━━━ PAGE ━━━

Amm yea thx roku but i wanted a sig like afire ones so could he still do it or do i have to request again
but the avy looks kickass


----------



## Mukiru (Aug 21, 2008)

I could have made it like fire's but you gave me a stock so it will take time to make it trasparent so if you want to have it look like that you can always give me a render instead.


----------



## naruto dhf (Aug 21, 2008)

*sig and avtar if possible*

can you guys  make me a sig and avatar on this character plss?????
thank you ;-) p.s. without the titles  from the original pic appreciate it


----------



## S.A.S (Aug 21, 2008)

sorry man you dont have that enough post count try to find other shops


----------



## ^Vegeta^Two^ (Aug 21, 2008)

xxrokudaimexx said:


> I could have made it like fire's but you gave me a stock so it will take time to make it trasparent so if you want to have it look like that you can always give me a render instead.



Yea srry 
well not much good orton renders so
try DX

Avy-150x150
Sig- within limits 
Text:"Kyubi" "DX Follower"
stock below


----------



## Mukiru (Aug 21, 2008)

Ok give me tom I've got to sleep lol.


----------



## ^Vegeta^Two^ (Aug 21, 2008)

xxrokudaimexx said:


> Ok give me tom I've got to sleep lol.



LOL
Sweet dreams


----------



## afire007 (Aug 21, 2008)

the 3 sig rule works fine with me.  roku xD


----------



## Mukiru (Aug 22, 2008)

^Vegeta^Two^ said:


> Yea srry
> well not much good orton renders so
> try DX
> 
> ...



Hope you like it and I didn't make it as the style of fire's cause it wont show my originality. And I cant give you a 150 by 150 yet cause your not a senior yet.


----------



## ^Vegeta^Two^ (Aug 23, 2008)

xxrokudaimexx said:


> Hope you like it and I didn't make it as the style of fire's cause it wont show my originality. And I cant give you a 150 by 150 yet cause your not a senior yet.



Yea thats cool
WOW awsum job I was worried becuase I request DX in red and Dx goes with green but man you did a kickass job

REPPING ++


----------



## Mukiru (Aug 23, 2008)

^Vegeta^Two^ said:


> Yea thats cool
> WOW awsum job I was worried becuase I request DX in red and Dx goes with green but man you did a kickass job
> 
> REPPING ++



Well I'm really glad you like it.


----------



## ^Vegeta^Two^ (Aug 25, 2008)

Ok got another request for my forum
i really need like 5 requesst but one at a time so

Size:150 X 150
Text: kk in the top right corner put "KWF" small and then somewere else put "Undertaker"
Stock:

If you dont understand the request PM me


----------



## Mukiru (Aug 28, 2008)

^Vegeta^Two^ said:


> Ok got another request for my forum
> i really need like 5 requesst but one at a time so
> 
> Size:150 X 150
> ...



Hey Vega sorry bri but your link isn't working.


----------



## Jimin (Aug 29, 2008)

Um, I just need something quick and simple from this. Just a 150x150 avatar with a border. Crop as you see fit. Thats all.


----------



## Mukiru (Aug 29, 2008)

━━━ MATERIAL PROVIDED ━━━

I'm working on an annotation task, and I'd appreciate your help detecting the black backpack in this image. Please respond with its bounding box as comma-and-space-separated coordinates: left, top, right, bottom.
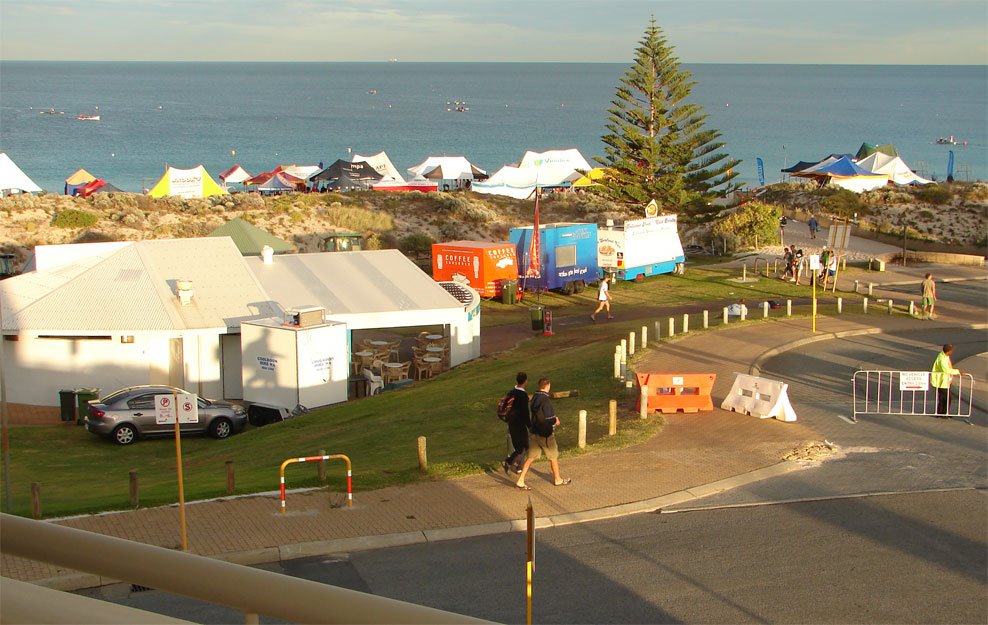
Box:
497, 391, 515, 423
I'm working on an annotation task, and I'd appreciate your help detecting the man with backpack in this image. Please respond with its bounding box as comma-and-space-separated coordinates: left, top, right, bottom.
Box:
497, 371, 529, 473
516, 378, 572, 490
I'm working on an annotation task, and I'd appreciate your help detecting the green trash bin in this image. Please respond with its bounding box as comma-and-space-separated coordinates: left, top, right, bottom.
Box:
501, 280, 518, 304
75, 388, 99, 425
58, 388, 76, 423
528, 304, 545, 332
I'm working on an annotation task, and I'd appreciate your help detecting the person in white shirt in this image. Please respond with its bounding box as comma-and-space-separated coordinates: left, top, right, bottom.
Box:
590, 276, 614, 322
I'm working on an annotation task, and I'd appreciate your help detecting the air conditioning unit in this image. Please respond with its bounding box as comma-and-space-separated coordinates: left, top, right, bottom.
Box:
285, 306, 326, 328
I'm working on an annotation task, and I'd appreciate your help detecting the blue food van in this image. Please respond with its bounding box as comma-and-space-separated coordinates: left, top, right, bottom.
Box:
508, 222, 597, 295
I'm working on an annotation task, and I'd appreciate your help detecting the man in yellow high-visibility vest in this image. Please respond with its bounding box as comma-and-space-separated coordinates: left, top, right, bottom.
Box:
930, 343, 961, 419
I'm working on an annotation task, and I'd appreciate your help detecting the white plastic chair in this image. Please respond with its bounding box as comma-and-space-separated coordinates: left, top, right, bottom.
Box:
364, 369, 384, 395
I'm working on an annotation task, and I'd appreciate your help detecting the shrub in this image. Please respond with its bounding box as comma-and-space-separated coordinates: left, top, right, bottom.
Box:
820, 189, 864, 217
916, 185, 954, 205
51, 208, 99, 228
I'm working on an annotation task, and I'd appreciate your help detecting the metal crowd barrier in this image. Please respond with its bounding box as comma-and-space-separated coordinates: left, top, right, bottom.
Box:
851, 370, 974, 424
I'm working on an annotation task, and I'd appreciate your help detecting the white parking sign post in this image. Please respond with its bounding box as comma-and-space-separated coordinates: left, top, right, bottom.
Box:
154, 393, 192, 551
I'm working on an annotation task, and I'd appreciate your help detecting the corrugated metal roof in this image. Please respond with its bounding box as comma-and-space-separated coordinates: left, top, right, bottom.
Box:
245, 250, 463, 317
0, 237, 281, 334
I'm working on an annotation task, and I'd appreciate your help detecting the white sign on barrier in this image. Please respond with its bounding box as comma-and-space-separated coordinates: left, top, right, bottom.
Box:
899, 371, 930, 393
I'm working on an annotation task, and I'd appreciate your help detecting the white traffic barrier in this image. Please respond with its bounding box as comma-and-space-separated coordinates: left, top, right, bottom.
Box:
720, 373, 796, 421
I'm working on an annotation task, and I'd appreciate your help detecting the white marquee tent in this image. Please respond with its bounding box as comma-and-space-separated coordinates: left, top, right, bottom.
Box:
0, 152, 41, 196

━━━

* **EXERCISE SET**:
1. From the forum thread above, extract the passage between "Um, I just need" and "Mukiru (Aug 29, 2008)", inclusive, copying it word for word.
2. Copy the rows verbatim, from the first row through the line holding "930, 343, 961, 419", inclusive, and omit the pictures.

* **SOLUTIONS TO EACH TASK**:
1.
Um, I just need something quick and simple from this. Just a 150x150 avatar with a border. Crop as you see fit. Thats all.


----------



## Mukiru (Aug 29, 2008)

2.
I'm working on an annotation task, and I'd appreciate your help detecting the black backpack in this image. Please respond with its bounding box as comma-and-space-separated coordinates: left, top, right, bottom.
Box:
497, 391, 515, 423
I'm working on an annotation task, and I'd appreciate your help detecting the man with backpack in this image. Please respond with its bounding box as comma-and-space-separated coordinates: left, top, right, bottom.
Box:
497, 371, 529, 473
516, 378, 572, 490
I'm working on an annotation task, and I'd appreciate your help detecting the green trash bin in this image. Please respond with its bounding box as comma-and-space-separated coordinates: left, top, right, bottom.
Box:
501, 280, 518, 304
75, 388, 99, 425
58, 388, 76, 423
528, 304, 545, 332
I'm working on an annotation task, and I'd appreciate your help detecting the person in white shirt in this image. Please respond with its bounding box as comma-and-space-separated coordinates: left, top, right, bottom.
Box:
590, 276, 614, 322
I'm working on an annotation task, and I'd appreciate your help detecting the air conditioning unit in this image. Please respond with its bounding box as comma-and-space-separated coordinates: left, top, right, bottom.
Box:
285, 306, 326, 328
I'm working on an annotation task, and I'd appreciate your help detecting the blue food van in this image. Please respond with its bounding box as comma-and-space-separated coordinates: left, top, right, bottom.
Box:
508, 222, 597, 295
I'm working on an annotation task, and I'd appreciate your help detecting the man in yellow high-visibility vest in this image. Please respond with its bounding box as comma-and-space-separated coordinates: left, top, right, bottom.
Box:
930, 343, 961, 419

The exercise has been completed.